━━ Data lines
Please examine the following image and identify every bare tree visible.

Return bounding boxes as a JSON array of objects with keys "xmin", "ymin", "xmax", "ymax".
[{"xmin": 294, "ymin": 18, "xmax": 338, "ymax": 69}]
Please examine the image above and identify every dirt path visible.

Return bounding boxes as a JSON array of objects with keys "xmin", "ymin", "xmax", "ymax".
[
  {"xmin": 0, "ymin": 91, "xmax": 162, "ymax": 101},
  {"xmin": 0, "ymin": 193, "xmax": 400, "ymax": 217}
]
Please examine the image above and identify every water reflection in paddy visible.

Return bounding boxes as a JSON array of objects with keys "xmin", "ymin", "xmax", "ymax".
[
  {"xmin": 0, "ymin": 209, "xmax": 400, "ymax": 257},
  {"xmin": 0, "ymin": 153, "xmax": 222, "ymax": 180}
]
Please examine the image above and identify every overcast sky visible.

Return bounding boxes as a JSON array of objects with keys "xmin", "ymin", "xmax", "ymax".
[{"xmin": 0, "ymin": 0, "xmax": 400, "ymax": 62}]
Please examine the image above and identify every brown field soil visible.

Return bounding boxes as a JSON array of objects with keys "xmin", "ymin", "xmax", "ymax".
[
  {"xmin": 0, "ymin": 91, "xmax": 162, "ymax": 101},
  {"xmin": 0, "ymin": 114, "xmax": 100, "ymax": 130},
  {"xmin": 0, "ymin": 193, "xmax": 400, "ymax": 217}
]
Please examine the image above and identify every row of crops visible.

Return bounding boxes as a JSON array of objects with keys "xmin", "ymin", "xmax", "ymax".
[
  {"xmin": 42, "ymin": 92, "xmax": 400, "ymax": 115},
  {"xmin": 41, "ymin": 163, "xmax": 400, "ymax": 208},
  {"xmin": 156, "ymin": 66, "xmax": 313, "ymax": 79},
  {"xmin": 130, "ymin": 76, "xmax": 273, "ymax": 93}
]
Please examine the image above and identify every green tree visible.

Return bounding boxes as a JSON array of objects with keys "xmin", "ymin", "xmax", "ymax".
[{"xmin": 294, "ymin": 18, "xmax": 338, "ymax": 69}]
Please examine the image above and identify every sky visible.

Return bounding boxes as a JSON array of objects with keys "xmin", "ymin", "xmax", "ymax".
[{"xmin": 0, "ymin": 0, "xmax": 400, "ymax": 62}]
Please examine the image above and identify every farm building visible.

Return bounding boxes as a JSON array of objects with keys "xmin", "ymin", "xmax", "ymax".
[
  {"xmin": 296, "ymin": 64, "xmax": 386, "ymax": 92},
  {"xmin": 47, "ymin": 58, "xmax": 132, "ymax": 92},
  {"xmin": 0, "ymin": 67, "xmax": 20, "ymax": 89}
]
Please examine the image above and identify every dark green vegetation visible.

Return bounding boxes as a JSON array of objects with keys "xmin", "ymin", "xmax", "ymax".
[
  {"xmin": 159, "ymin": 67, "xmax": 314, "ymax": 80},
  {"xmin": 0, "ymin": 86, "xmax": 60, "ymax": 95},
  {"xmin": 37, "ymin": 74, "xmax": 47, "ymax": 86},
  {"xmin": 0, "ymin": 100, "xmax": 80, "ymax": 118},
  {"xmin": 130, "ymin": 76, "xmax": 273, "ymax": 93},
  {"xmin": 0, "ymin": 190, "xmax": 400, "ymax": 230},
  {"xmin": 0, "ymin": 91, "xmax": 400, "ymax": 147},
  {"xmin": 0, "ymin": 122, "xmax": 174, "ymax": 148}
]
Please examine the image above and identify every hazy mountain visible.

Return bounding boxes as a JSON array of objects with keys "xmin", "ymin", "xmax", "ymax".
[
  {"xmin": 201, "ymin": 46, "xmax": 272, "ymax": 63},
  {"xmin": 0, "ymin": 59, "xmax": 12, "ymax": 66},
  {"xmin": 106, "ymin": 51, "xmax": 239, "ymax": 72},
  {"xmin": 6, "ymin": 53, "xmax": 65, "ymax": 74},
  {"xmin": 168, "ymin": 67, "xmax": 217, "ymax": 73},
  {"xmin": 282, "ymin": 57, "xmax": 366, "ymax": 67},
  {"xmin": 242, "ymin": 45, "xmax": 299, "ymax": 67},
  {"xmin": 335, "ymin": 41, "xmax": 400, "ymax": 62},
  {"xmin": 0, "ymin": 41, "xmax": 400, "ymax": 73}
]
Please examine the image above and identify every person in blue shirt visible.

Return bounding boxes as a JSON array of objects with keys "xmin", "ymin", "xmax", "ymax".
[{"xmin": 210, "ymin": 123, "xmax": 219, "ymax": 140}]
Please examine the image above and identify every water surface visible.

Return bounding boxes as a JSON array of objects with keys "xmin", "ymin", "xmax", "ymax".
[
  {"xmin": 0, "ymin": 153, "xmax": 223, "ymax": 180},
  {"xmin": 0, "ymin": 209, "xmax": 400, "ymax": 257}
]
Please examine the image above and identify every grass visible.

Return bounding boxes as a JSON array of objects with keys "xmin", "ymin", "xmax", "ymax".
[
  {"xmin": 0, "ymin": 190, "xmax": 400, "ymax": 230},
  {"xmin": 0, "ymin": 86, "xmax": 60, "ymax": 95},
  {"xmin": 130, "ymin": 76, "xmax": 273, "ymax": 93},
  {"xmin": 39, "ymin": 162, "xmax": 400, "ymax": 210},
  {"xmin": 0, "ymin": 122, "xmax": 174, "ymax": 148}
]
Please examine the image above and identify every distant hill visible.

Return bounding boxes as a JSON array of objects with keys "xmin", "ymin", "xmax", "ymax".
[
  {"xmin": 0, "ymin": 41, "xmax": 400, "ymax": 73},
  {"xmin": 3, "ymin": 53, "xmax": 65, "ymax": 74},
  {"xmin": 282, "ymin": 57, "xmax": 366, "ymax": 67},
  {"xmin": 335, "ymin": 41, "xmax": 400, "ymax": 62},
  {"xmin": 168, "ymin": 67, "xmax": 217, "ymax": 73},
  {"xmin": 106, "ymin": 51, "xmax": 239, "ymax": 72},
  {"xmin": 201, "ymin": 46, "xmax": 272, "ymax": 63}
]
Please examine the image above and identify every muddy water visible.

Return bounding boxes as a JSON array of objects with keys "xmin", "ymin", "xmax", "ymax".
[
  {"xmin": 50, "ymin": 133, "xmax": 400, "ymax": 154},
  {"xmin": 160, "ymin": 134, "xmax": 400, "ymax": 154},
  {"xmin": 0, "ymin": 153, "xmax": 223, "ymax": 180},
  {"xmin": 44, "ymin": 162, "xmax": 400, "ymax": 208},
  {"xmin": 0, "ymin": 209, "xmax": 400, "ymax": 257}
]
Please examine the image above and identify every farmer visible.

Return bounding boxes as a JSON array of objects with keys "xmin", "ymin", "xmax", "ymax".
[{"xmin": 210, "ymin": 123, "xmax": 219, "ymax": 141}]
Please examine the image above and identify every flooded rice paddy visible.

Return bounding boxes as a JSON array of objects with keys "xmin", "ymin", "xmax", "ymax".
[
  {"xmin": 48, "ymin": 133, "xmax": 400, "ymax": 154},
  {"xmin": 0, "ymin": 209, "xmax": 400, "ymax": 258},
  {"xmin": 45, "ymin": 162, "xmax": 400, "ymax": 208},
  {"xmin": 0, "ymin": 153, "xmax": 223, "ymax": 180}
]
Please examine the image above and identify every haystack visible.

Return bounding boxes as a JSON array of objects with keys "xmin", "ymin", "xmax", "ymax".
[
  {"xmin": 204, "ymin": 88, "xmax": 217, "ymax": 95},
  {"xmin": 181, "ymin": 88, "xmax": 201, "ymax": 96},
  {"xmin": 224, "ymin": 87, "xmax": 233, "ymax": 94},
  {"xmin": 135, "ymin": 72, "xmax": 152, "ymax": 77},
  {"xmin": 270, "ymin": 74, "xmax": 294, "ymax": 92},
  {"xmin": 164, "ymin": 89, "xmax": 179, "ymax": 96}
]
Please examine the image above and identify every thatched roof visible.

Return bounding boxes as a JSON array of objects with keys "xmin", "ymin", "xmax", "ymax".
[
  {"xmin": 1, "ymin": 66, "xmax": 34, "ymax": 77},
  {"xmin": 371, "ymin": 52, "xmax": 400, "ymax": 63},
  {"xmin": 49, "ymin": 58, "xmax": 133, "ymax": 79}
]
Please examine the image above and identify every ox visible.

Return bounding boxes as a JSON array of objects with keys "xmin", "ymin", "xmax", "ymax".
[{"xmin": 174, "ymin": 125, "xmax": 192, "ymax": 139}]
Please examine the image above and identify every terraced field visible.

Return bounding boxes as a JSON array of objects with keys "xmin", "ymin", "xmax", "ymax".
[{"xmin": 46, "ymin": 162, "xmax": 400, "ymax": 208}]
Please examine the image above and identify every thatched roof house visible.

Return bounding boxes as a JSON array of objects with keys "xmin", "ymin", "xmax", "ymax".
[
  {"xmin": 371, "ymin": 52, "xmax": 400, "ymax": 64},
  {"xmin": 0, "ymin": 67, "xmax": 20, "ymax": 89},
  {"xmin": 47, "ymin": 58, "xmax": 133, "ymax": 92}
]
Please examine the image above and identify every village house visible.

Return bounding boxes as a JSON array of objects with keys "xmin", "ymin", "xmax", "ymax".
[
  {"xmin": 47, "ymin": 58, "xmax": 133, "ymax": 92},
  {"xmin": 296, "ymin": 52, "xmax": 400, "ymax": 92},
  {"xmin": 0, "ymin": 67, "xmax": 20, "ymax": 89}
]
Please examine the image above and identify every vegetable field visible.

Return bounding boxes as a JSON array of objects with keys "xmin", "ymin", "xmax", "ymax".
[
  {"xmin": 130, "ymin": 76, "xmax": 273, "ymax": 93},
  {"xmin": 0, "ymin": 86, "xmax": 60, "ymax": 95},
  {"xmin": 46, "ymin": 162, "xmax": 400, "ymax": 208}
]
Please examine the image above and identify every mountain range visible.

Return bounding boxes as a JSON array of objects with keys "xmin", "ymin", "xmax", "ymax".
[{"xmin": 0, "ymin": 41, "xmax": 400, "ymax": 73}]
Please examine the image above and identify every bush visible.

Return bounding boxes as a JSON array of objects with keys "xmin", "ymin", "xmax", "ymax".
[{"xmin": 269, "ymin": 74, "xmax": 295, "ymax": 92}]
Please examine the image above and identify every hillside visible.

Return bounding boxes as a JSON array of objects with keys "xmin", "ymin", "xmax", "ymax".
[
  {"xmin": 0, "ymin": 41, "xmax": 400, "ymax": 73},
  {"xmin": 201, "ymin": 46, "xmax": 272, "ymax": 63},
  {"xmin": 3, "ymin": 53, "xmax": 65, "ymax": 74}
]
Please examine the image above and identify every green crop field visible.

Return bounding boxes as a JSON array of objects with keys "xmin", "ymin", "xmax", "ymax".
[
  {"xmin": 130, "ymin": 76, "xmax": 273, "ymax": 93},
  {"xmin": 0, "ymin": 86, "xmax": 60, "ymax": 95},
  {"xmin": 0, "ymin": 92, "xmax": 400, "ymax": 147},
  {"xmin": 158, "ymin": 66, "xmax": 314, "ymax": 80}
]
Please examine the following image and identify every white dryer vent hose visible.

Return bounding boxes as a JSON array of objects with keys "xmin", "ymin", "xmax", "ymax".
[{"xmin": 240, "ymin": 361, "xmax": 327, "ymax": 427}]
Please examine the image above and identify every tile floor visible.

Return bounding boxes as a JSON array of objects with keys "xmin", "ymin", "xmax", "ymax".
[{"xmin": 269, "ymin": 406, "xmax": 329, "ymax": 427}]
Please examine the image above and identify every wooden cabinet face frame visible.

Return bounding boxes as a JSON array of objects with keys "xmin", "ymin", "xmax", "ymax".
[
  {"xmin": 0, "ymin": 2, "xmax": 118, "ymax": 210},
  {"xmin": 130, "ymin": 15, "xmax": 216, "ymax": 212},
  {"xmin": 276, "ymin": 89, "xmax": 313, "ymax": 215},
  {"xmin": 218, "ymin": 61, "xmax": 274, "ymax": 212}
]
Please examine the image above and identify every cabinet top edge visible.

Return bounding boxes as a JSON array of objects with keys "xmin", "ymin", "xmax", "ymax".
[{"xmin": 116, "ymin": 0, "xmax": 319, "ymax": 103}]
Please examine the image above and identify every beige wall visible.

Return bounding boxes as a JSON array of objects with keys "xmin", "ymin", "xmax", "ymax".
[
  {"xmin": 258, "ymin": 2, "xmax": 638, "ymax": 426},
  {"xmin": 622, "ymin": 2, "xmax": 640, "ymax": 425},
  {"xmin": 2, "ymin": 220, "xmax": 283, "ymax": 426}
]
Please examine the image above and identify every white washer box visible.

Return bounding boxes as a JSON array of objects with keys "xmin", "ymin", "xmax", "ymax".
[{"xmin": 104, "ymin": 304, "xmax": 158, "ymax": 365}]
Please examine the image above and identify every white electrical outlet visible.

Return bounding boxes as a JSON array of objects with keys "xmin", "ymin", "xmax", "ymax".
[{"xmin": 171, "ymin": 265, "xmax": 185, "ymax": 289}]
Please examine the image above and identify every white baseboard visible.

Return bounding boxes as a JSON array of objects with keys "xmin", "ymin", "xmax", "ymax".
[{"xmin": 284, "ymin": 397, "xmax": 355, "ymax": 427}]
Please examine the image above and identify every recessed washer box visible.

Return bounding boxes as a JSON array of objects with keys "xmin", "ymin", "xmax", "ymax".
━━━━
Please pull out each line of the records above that contains the word "thatched". Case matters.

Please examine the image above and identify every thatched roof visible.
Please examine the image above and identify every thatched roof house visible.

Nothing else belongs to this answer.